### Document section:
------------------------------

Leicester’s mayor has slammed the government’s handling of his city’s lockdown, claiming it has no clear measure of success. His criticisms come as it was revealed there are more than 100 weekly COVID-19 flare-ups nationwide.
In an interview with BBC Breakfast on Monday, Sir Peter Soulsby described a chaotic scene in regard to his dealings with the government over the local lockdown imposed on Leicester two weeks ago after an increase in coronavirus cases.
He said that, even though the city council is now receiving “useful data” from the Department of Health and Social Care, it is “the best part of two weeks out of date.”
It was clear from discussions we were having last week with them [the UK Department of Health] that they haven’t yet got a clue how on earth they’re going to measure what constitutes success in this.
Leicester became the first city in the UK to have restrictions reimposed, which Soulsby insists was unjustified. He has called instead for more targeted measures to be implemented to deal with smaller local outbreaks.
The mayor said that data shared with Leicester local authority showed that around 10 percent of the city had recorded a higher transmission of the deadly virus. “If we’d known that weeks ago, we could’ve actually dealt with it at the time and prevented this lockdown,” Soulsby added.
It comes after UK Health Secretary Matt Hancock revealed that councils around the country were tackling more than 100 localized Covid-19 spikes each week.
Writing in a column in the Telegraph on Sunday, Hancock insisted that these outbreaks were being “swiftly and silently” dealt with. He went on to explain that the increase in testing capacity means that officials can take a more focused approach, avoiding the need to impose national measures.
Each week, there are more than 100 local actions taken across the country – some of these will make the news, but many more are swiftly and silently dealt with.
The UK has suffered a number of local flare-ups in the past few weeks, the latest being in Herefordshire. On Sunday, Public Health England and the local council announced that some 200 workers at AS Green & Co, a vegetable producer, had been quarantined, following an outbreak among staff. After 73 employees tested positive for Covid-19, all workers – who live in shared housing at Rook Row Farm – have had to be isolated together as “one extended bubble.”

------------------------------

### Dataset content:
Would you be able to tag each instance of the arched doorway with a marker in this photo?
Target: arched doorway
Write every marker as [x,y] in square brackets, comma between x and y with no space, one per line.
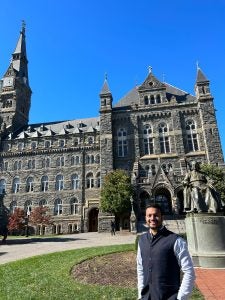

------------------------------

### Aim of the exercise:
Could you reproduce, word for word, the part of the article on Leicester's lockdown above that opens with the words containing "Leicester became the" and closes with "spikes each week."?

### Result below:
Leicester became the first city in the UK to have restrictions reimposed, which Soulsby insists was unjustified. He has called instead for more targeted measures to be implemented to deal with smaller local outbreaks.
The mayor said that data shared with Leicester local authority showed that around 10 percent of the city had recorded a higher transmission of the deadly virus. “If we’d known that weeks ago, we could’ve actually dealt with it at the time and prevented this lockdown,” Soulsby added.
It comes after UK Health Secretary Matt Hancock revealed that councils around the country were tackling more than 100 localized Covid-19 spikes each week.